• _Exercise prompt_
Select, from the data, each line where "apiece" occurs.

[Saved entries]
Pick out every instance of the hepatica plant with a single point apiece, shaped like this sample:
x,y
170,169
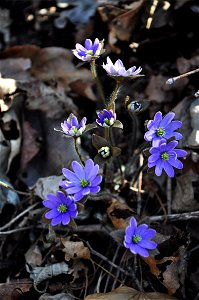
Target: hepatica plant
x,y
83,177
138,238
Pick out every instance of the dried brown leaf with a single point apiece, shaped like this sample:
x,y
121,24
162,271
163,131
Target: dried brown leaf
x,y
30,147
75,250
33,256
127,293
14,290
61,296
40,274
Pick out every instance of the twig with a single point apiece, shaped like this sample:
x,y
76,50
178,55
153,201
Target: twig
x,y
13,190
18,216
173,79
111,268
139,197
107,260
174,217
15,230
169,195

• _Worked solution_
Pick out every instance of the hepatica plant with a single point apiece, shaped like this sample:
Pick out every instance of the dried brown leaf with a single point apiece, shaped like this sample:
Pick out every instance of the twig with a single point apiece, shaped like this sample:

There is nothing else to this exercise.